→ Exercise description
Go through the lines below and repeat each one exactly, skipping pictures.

──────── Provided records ────────

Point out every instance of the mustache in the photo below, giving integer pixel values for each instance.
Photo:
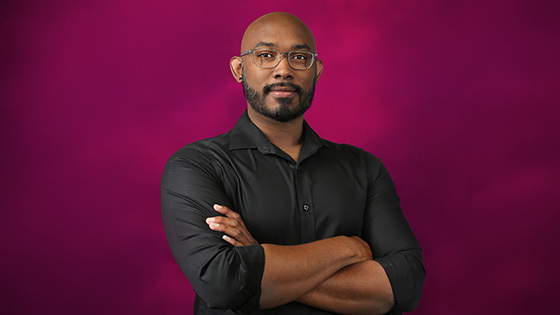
(298, 89)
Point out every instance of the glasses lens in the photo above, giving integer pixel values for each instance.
(300, 59)
(266, 58)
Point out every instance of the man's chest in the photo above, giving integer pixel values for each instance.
(284, 203)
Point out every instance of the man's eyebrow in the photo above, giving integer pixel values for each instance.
(301, 46)
(267, 44)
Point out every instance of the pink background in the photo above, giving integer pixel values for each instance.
(459, 98)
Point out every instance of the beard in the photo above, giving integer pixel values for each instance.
(284, 112)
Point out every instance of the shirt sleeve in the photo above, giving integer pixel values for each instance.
(393, 243)
(225, 277)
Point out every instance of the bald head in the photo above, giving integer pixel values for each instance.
(275, 29)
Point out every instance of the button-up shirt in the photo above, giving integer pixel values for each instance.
(331, 190)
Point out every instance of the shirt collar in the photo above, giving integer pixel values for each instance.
(246, 135)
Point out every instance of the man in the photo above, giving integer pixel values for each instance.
(271, 219)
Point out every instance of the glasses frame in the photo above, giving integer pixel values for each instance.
(252, 51)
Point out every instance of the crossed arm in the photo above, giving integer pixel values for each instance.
(335, 274)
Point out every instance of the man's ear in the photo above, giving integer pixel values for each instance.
(235, 64)
(319, 63)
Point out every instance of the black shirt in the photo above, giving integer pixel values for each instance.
(333, 189)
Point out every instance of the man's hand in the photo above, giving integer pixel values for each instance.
(236, 232)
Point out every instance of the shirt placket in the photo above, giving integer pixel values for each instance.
(305, 205)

────────

→ Solution
Point out every instance of the mustache in the photo below, giving integer pixel values for each instance.
Photo:
(298, 89)
Point out every instance of the glasses lens in the photo above, giving integer pixel values for each instance.
(300, 59)
(266, 58)
Point out every instance of the man's chest in the photo above, giving integer pixel values for each instance.
(284, 203)
Point out every instance of the man's eyebrow in the photo above, giving integer pixel values for each instance.
(301, 46)
(267, 44)
Point out every instance of the pink background in the photo above, giving integer pixel values for each instance.
(459, 98)
Point out every instance of the beard in the photo above, giving integer pixel values for each instance.
(284, 112)
Point out every instance of the shirt sleeve in the photo above, giving integer pixel values for each instance.
(393, 243)
(225, 277)
Point out every instance of the bald head in the photo above, giving integer pixel values for each instance.
(275, 29)
Point out every instance of the button-up shirt in the photo above, giving integer pixel values for each instance.
(331, 190)
Point out every instance of the shirt collar in the photo above, giving integer pixel values for each instance.
(246, 135)
Point out every instance of the man in the photo above, giving integer pixel values for each instance.
(271, 219)
Point out every instance of the glasses frame in the photo above, giving integer pixel values for each instance.
(252, 51)
Point out every instance of the crossed arm in the photo above, giving integer pixel values for each instance.
(335, 274)
Point out every instance of the man's ear in the photo above, giving integer pixel values for each instance.
(235, 64)
(319, 63)
Point out every instance of the black shirt in the photo above, giving integer pixel values for each instance.
(333, 189)
Point out every instance of the man's hand in the photo above, giving integer pixel values for each instance.
(236, 232)
Point out every instance of the shirt placket in the photo above, giving integer pixel values for each instance.
(305, 205)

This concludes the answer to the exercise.